Work request | Take the data below and extract the lines from the one with "Annotate every foreground" to the one with "Annotate every black", inclusive, exactly as written.

[Text-to-region grounding data]
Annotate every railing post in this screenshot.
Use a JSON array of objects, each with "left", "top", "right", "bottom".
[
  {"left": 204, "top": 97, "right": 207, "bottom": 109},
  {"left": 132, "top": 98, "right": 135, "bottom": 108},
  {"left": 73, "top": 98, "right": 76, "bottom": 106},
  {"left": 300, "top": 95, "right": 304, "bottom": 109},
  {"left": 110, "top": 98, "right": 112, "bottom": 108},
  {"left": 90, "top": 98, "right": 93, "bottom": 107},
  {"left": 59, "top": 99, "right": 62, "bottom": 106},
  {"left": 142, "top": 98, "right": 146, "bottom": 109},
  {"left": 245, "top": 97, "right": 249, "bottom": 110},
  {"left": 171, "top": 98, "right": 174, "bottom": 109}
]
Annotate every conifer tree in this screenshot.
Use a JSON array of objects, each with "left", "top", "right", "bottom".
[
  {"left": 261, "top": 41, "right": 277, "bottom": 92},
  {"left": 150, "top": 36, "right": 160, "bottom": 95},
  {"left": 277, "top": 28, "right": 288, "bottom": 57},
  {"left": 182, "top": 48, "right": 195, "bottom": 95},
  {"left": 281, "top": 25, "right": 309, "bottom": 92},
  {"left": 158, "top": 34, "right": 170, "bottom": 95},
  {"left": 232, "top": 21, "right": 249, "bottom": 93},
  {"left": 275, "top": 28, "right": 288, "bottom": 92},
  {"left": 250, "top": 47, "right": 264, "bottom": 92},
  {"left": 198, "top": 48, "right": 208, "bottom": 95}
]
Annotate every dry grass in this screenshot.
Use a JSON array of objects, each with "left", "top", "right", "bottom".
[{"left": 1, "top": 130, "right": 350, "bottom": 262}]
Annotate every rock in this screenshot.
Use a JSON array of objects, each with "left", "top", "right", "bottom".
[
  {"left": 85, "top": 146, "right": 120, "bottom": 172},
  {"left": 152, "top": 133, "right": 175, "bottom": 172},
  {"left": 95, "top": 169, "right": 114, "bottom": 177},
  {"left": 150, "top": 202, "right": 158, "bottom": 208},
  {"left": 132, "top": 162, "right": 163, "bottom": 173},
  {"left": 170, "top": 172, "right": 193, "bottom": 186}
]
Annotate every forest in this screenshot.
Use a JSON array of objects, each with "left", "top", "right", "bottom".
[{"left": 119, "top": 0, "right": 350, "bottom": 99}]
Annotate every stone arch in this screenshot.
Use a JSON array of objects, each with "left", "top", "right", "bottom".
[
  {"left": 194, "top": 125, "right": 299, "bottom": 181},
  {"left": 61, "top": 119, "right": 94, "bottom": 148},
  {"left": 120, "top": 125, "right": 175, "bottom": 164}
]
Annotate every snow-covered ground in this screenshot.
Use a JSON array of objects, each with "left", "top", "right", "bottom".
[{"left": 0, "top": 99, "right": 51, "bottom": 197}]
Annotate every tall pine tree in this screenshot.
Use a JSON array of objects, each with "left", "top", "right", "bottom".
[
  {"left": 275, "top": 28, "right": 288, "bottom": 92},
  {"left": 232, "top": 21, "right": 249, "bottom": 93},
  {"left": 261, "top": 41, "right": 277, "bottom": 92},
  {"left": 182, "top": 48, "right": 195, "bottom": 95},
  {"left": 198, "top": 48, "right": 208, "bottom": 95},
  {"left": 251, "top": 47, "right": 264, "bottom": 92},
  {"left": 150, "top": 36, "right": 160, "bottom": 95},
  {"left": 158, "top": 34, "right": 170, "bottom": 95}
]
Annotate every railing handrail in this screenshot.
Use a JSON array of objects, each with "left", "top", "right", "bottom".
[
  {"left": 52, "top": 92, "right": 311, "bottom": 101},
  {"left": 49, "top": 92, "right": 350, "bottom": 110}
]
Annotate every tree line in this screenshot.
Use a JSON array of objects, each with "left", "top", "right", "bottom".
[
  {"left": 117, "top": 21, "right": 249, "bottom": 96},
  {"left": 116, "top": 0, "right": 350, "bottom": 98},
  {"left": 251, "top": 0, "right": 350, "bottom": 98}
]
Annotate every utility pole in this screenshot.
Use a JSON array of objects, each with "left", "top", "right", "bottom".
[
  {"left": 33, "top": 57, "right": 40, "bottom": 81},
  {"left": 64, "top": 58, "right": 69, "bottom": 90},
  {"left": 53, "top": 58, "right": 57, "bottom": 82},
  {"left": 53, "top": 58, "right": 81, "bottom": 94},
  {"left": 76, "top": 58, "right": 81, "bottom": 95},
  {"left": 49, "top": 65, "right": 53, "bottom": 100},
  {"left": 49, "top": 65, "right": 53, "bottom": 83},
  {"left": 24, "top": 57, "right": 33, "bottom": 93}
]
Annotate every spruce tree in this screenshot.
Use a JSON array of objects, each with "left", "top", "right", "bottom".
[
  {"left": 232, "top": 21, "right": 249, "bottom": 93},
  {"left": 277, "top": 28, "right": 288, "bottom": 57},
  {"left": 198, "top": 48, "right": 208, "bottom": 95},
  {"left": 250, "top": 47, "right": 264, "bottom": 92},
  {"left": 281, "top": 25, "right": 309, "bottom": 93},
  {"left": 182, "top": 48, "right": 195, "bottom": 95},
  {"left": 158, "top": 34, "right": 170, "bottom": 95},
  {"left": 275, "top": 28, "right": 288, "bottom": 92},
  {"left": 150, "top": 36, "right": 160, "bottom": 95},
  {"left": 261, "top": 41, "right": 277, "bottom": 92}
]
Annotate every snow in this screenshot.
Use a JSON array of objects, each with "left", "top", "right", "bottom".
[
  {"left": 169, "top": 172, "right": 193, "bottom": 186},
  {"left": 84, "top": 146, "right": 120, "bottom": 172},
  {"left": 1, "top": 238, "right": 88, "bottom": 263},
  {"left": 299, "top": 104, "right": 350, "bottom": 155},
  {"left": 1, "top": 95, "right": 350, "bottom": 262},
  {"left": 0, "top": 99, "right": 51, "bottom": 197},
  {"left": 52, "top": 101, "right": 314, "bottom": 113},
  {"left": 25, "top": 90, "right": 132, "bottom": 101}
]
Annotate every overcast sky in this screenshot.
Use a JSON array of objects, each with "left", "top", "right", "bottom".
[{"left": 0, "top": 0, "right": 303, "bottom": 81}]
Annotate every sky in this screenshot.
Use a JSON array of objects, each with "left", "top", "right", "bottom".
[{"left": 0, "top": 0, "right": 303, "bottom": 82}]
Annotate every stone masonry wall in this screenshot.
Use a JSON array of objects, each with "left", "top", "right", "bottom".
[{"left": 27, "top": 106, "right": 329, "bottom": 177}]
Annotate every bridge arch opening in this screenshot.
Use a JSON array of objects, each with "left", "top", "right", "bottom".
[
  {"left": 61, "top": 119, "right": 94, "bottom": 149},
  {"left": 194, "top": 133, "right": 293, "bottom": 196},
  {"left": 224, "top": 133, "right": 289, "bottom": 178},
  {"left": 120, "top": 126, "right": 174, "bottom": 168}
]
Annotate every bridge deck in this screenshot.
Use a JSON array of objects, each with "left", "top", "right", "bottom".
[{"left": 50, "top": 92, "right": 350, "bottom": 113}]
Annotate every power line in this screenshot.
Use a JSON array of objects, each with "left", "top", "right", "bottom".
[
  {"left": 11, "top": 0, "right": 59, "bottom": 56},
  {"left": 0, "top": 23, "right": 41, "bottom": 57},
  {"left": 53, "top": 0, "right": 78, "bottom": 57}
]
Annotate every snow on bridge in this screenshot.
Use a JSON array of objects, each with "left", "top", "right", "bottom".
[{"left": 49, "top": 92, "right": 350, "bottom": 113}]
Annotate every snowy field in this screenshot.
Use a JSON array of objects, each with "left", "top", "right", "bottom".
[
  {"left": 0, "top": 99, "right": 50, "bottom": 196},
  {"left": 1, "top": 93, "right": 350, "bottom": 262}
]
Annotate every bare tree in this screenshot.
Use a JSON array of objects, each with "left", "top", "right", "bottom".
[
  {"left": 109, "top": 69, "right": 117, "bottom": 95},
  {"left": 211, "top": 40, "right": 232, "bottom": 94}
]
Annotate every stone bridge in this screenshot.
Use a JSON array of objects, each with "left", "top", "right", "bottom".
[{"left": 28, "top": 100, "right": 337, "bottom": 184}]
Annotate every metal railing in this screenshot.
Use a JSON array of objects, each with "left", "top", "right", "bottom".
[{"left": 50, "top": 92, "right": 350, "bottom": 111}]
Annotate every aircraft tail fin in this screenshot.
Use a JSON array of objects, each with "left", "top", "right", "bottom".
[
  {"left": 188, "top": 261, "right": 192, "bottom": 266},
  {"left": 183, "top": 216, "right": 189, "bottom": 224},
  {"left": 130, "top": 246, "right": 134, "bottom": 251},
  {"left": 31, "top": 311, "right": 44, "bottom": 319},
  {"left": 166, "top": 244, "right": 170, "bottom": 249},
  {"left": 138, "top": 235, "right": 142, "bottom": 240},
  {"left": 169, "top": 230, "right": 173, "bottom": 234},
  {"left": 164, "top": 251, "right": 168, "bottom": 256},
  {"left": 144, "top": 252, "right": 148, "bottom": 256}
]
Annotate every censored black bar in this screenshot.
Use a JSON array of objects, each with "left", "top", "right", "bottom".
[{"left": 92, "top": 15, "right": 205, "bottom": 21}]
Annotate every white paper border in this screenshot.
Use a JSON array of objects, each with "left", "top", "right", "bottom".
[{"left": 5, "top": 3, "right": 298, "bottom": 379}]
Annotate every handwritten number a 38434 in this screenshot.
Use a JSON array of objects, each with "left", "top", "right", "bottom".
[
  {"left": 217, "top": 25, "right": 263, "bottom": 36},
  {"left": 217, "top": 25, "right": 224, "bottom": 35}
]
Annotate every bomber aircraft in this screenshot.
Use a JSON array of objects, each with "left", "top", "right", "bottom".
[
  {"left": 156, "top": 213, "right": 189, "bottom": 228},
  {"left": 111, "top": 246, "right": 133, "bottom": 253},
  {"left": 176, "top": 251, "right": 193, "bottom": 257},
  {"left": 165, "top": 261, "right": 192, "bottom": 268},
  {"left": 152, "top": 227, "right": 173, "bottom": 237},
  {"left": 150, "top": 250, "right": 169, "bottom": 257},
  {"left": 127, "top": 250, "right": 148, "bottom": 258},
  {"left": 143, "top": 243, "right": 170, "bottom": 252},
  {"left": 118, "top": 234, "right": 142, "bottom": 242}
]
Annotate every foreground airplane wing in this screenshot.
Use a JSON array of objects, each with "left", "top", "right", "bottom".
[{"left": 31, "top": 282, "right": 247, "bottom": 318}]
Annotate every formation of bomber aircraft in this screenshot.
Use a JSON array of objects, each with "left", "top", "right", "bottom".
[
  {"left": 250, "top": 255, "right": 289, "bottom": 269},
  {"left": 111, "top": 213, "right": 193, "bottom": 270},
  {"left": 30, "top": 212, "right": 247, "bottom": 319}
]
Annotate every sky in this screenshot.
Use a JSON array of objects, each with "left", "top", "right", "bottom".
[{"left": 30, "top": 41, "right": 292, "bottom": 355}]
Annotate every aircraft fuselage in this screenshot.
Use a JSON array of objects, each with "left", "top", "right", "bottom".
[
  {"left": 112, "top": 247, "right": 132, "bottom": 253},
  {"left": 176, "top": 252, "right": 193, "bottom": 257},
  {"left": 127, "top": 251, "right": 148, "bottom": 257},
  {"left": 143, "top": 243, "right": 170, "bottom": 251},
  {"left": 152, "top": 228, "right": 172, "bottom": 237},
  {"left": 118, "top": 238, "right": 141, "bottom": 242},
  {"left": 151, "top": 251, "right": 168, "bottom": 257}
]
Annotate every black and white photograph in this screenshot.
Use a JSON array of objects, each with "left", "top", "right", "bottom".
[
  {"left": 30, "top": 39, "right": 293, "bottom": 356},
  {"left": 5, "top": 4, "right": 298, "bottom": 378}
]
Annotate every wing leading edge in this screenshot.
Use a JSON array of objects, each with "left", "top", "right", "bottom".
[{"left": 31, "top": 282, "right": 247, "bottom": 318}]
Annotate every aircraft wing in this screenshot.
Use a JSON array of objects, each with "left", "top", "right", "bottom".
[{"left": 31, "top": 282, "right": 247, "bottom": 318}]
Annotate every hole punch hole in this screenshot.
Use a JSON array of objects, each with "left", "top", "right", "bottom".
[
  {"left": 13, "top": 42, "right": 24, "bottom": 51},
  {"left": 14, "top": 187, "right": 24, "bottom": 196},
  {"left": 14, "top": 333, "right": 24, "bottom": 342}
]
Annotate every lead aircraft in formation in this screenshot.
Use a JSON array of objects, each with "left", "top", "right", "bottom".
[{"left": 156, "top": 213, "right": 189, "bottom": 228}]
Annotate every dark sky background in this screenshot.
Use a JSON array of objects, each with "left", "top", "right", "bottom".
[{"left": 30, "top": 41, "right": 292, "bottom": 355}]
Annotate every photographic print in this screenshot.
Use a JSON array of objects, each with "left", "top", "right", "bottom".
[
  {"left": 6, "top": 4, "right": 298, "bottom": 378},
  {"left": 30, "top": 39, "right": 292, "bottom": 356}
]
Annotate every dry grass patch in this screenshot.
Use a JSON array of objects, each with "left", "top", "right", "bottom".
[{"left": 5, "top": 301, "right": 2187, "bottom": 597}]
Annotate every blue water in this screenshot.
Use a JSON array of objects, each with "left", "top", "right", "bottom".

Reply |
Annotate every foreground airplane wing in this screenshot.
Use a JSON array of objects, each with "left", "top", "right", "bottom".
[{"left": 31, "top": 282, "right": 247, "bottom": 318}]
Annotate every formation of bomber aircraft in this screenshot.
Use a JSON array of objects, each with "left", "top", "right", "bottom".
[
  {"left": 250, "top": 255, "right": 289, "bottom": 269},
  {"left": 111, "top": 213, "right": 193, "bottom": 270},
  {"left": 30, "top": 212, "right": 247, "bottom": 319}
]
Annotate every sky in this screenshot.
Use a JSON array of objects, each with "left", "top", "right", "bottom".
[{"left": 30, "top": 41, "right": 292, "bottom": 355}]
Annotate every aircraft fuselage in this screenshot.
Use a JSON array of objects, each with "left", "top", "right", "bottom".
[
  {"left": 112, "top": 247, "right": 132, "bottom": 253},
  {"left": 176, "top": 252, "right": 193, "bottom": 257},
  {"left": 127, "top": 251, "right": 148, "bottom": 257},
  {"left": 143, "top": 243, "right": 170, "bottom": 251},
  {"left": 152, "top": 228, "right": 172, "bottom": 237},
  {"left": 118, "top": 238, "right": 141, "bottom": 242},
  {"left": 151, "top": 251, "right": 168, "bottom": 257}
]
Annotate every black and white photograph in this screenshot.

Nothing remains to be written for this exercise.